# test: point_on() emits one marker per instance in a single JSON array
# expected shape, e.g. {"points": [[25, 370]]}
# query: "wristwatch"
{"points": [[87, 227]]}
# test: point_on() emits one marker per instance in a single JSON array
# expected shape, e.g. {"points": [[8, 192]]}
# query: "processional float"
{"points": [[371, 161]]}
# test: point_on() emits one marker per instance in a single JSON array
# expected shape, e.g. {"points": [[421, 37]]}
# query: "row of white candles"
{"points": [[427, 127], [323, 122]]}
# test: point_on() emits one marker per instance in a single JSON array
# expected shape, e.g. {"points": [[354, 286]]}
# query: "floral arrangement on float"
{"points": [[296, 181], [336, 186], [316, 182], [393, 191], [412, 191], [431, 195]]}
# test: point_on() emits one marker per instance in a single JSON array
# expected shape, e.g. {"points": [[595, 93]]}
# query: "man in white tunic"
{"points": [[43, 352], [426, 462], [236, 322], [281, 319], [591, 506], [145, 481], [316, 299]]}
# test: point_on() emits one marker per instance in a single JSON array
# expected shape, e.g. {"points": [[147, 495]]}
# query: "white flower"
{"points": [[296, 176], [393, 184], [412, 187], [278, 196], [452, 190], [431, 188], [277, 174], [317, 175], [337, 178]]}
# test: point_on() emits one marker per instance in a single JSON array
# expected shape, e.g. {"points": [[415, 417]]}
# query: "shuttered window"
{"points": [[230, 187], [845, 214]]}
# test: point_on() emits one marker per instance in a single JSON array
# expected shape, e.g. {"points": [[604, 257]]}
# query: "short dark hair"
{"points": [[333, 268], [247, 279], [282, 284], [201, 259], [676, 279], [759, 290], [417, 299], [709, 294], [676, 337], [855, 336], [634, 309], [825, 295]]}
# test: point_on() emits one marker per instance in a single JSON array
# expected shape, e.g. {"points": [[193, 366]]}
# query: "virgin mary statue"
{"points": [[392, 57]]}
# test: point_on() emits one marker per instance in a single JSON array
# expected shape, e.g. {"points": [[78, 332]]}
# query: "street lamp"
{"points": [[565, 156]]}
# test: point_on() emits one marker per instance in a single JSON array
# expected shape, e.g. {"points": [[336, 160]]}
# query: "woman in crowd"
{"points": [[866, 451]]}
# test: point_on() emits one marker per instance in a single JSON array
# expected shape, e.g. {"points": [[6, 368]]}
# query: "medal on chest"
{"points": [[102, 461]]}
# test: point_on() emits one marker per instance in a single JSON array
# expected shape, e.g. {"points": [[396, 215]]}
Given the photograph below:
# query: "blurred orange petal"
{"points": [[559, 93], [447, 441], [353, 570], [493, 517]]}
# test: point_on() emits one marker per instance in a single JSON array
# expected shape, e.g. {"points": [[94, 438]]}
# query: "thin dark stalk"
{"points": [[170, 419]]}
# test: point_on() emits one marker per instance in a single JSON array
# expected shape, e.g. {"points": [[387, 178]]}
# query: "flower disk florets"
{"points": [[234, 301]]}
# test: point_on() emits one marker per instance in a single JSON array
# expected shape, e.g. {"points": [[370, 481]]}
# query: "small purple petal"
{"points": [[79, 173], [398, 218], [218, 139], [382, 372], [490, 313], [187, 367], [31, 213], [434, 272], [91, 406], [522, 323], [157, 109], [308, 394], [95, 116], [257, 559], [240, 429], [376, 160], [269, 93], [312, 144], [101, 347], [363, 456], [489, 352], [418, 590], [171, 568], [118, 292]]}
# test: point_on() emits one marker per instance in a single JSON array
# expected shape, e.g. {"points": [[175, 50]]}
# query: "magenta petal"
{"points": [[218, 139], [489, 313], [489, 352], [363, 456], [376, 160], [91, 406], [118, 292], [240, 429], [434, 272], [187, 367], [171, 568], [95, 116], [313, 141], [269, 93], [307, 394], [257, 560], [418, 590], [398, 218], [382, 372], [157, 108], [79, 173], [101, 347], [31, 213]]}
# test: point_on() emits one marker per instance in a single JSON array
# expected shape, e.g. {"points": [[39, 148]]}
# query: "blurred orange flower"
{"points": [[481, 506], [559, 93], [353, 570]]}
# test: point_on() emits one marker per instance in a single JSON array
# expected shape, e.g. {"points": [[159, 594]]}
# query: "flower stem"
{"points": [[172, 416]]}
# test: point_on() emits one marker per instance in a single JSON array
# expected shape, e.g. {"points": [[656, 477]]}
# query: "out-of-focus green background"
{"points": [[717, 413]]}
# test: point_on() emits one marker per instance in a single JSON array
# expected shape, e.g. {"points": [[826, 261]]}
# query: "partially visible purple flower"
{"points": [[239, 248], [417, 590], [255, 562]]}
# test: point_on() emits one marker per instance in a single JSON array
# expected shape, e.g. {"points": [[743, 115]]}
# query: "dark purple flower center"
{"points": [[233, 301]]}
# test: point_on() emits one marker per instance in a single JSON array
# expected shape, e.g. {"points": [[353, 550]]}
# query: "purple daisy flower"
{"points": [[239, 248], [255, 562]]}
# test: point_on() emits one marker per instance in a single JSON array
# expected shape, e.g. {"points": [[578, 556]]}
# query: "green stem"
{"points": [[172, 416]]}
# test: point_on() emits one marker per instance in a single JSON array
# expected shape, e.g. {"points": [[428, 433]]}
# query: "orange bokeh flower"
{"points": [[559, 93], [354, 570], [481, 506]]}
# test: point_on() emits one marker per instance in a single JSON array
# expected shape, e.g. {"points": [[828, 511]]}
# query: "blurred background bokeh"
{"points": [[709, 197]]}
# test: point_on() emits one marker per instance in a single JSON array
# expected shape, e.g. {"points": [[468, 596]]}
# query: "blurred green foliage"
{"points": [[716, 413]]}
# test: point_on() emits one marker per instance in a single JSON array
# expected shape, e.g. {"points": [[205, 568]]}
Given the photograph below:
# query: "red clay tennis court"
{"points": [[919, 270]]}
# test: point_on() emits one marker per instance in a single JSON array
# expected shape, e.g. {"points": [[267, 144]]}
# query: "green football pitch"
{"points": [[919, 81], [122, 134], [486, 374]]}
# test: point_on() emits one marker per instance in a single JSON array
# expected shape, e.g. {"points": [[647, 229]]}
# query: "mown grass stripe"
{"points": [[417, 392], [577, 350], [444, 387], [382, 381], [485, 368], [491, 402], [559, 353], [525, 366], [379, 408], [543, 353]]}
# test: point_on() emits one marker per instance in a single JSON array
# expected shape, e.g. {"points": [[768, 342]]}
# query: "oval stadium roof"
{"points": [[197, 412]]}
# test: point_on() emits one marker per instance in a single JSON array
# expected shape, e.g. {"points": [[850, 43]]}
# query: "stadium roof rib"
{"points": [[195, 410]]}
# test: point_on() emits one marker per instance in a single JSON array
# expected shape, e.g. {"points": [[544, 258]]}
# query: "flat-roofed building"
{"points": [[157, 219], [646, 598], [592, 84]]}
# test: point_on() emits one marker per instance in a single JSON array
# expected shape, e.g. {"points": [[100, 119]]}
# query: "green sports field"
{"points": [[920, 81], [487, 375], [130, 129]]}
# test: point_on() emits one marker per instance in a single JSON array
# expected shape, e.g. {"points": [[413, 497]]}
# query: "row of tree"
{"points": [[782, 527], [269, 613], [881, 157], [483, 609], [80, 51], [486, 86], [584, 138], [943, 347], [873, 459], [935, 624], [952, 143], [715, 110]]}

■ WHAT IS BEING ASKED
A complete and exact repetition of the entries is required.

■ TASK SOLUTION
# test: point_on() emits one marker per instance in a single JSON array
# expected shape, e.g. {"points": [[25, 370]]}
# query: "wristwatch"
{"points": [[87, 227]]}
# test: point_on() emits one marker per instance in a single JSON array
# expected shape, e.g. {"points": [[8, 192]]}
# query: "processional float"
{"points": [[371, 161]]}
# test: point_on() emits one marker per instance in a single JSON array
# expected shape, e.g. {"points": [[421, 37]]}
# query: "row of white candles"
{"points": [[427, 127], [323, 122]]}
# test: point_on() emits one marker per instance in a single JSON array
# expected shape, e.g. {"points": [[354, 286]]}
# query: "floral arrangement on float"
{"points": [[296, 181], [336, 186], [316, 182], [393, 191], [412, 191], [431, 195]]}
# test: point_on() emits one marker per instance in a single JSON array
# expected shape, e.g. {"points": [[595, 93]]}
# query: "man in white tunic"
{"points": [[43, 352], [426, 462], [236, 322], [281, 319], [591, 506], [145, 481], [316, 299]]}
# test: point_on() emits one marker per instance in a single JSON array
# expected shape, e.g. {"points": [[147, 495]]}
# query: "white flower"
{"points": [[296, 176], [393, 184], [412, 187], [278, 196], [452, 190], [431, 188], [277, 174], [317, 175], [337, 178]]}
# test: point_on() emits one marker per instance in a single JSON array
# expected shape, e.g. {"points": [[415, 417]]}
# query: "shuttered window"
{"points": [[230, 187], [845, 214]]}
# test: point_on() emits one marker per instance in a single JSON array
# expected shape, e.g. {"points": [[604, 257]]}
# query: "short dark hair"
{"points": [[333, 268], [247, 279], [282, 284], [201, 259], [676, 279], [759, 290], [417, 299], [709, 294], [676, 337], [855, 336], [634, 309], [825, 295]]}
# test: point_on() emits one marker per instance in a single JSON array
# expected shape, e.g. {"points": [[193, 366]]}
# query: "virgin mary statue"
{"points": [[392, 57]]}
# test: point_on() emits one marker per instance in a single JSON array
# expected shape, e.g. {"points": [[78, 332]]}
# query: "street lamp"
{"points": [[565, 156]]}
# test: point_on() emits one marker per instance in a single JSON array
# expected shape, e.g. {"points": [[336, 160]]}
# query: "woman in crowd"
{"points": [[866, 451]]}
# test: point_on() emits one marker per instance in a single JSON array
# expected shape, e.g. {"points": [[6, 368]]}
# query: "medal on chest"
{"points": [[102, 461]]}
# test: point_on() emits one marker per instance in a single JSON array
# expected shape, e.g. {"points": [[396, 215]]}
Given the photograph below:
# query: "blurred orange petal"
{"points": [[559, 93], [447, 441], [353, 570], [493, 517]]}
# test: point_on() emits one marker per instance in a single JSON array
# expected shape, e.g. {"points": [[94, 438]]}
# query: "thin dark stalk"
{"points": [[170, 419]]}
# test: point_on() emits one marker per instance in a single JSON array
# expected shape, e.g. {"points": [[387, 178]]}
# query: "flower disk florets"
{"points": [[234, 301]]}
# test: point_on() emits one marker per instance in a single JSON array
# expected shape, e.g. {"points": [[370, 481]]}
# query: "small purple petal"
{"points": [[79, 173], [398, 218], [218, 139], [382, 372], [490, 313], [187, 367], [31, 213], [434, 272], [91, 406], [522, 323], [157, 109], [308, 394], [95, 116], [257, 559], [240, 429], [376, 160], [269, 93], [312, 144], [101, 347], [363, 456], [489, 352], [418, 590], [171, 568], [118, 292]]}
# test: point_on() emits one marker per instance in a single JSON array
# expected shape, e.g. {"points": [[175, 50]]}
# query: "magenta petal"
{"points": [[218, 139], [489, 313], [489, 352], [363, 456], [376, 160], [91, 406], [118, 292], [240, 429], [434, 272], [187, 367], [171, 568], [95, 116], [313, 141], [269, 93], [307, 394], [257, 560], [418, 590], [398, 218], [382, 372], [157, 108], [79, 173], [101, 347], [31, 213]]}
# test: point_on() emits one marker per instance in a single JSON array
# expected shape, e.g. {"points": [[39, 148]]}
# query: "blurred orange flower"
{"points": [[481, 506], [559, 93], [353, 570]]}
# test: point_on() emits one marker per instance in a single JSON array
# expected shape, e.g. {"points": [[159, 594]]}
# query: "flower stem"
{"points": [[172, 416]]}
# test: point_on() emits one marker per instance in a single JSON array
# expected shape, e.g. {"points": [[656, 477]]}
# query: "out-of-focus green background"
{"points": [[717, 413]]}
# test: point_on() emits one marker per instance in a single JSON array
# expected shape, e.g. {"points": [[826, 261]]}
# query: "partially visible purple flower"
{"points": [[239, 248], [417, 590], [255, 562]]}
# test: point_on() emits one marker per instance in a single JSON array
# expected shape, e.g. {"points": [[743, 115]]}
# query: "dark purple flower center"
{"points": [[233, 301]]}
# test: point_on() emits one marker per instance in a single JSON array
# expected shape, e.g. {"points": [[353, 550]]}
# query: "purple daisy flower"
{"points": [[239, 248], [255, 562]]}
# test: point_on() emits one marker per instance in a single JSON array
# expected shape, e.g. {"points": [[578, 556]]}
# query: "green stem"
{"points": [[172, 416]]}
# test: point_on() emits one marker per instance in a single JSON array
# expected shape, e.g. {"points": [[428, 433]]}
# query: "orange bokeh flower"
{"points": [[559, 93], [354, 570], [481, 506]]}
# test: point_on() emits one marker per instance in a single JSON array
# expected shape, e.g. {"points": [[828, 511]]}
# query: "blurred background bokeh"
{"points": [[709, 197]]}
# test: point_on() emits one marker per instance in a single JSON array
# expected shape, e.g. {"points": [[468, 596]]}
# query: "blurred green foliage"
{"points": [[716, 413]]}
# test: point_on() emits one marker per instance in a single JSON array
# expected shape, e.g. {"points": [[205, 568]]}
Given the photograph below:
# query: "red clay tennis court"
{"points": [[919, 270]]}
# test: point_on() emits one marker per instance in a single JSON array
# expected shape, e.g. {"points": [[267, 144]]}
# query: "green football pitch"
{"points": [[919, 81], [122, 134], [486, 374]]}
# test: point_on() emits one marker per instance in a single JSON array
# expected shape, e.g. {"points": [[647, 229]]}
# query: "mown grass stripe"
{"points": [[417, 392], [577, 350], [444, 387], [382, 381], [485, 368], [491, 402], [559, 353], [525, 366], [379, 408], [543, 353]]}
# test: point_on() emits one marker per instance in a single JSON array
# expected shape, e.g. {"points": [[768, 342]]}
# query: "oval stadium roof"
{"points": [[197, 412]]}
# test: point_on() emits one marker per instance in a single JSON array
# expected shape, e.g. {"points": [[850, 43]]}
# query: "stadium roof rib"
{"points": [[195, 410]]}
# test: point_on() emits one marker per instance in a single JSON array
# expected shape, e.g. {"points": [[544, 258]]}
# query: "flat-roofed building"
{"points": [[157, 219], [646, 598], [592, 84]]}
# test: point_on() emits one marker per instance in a single JSON array
# expected shape, e.g. {"points": [[100, 119]]}
# query: "green sports field"
{"points": [[920, 81], [487, 375], [130, 129]]}
# test: point_on() emits one marker per instance in a single JSON array
# expected shape, e.g. {"points": [[413, 497]]}
# query: "row of tree"
{"points": [[782, 527], [269, 613], [881, 157], [483, 609], [80, 51], [486, 86], [584, 138], [943, 347], [873, 459], [935, 624], [952, 143], [715, 110]]}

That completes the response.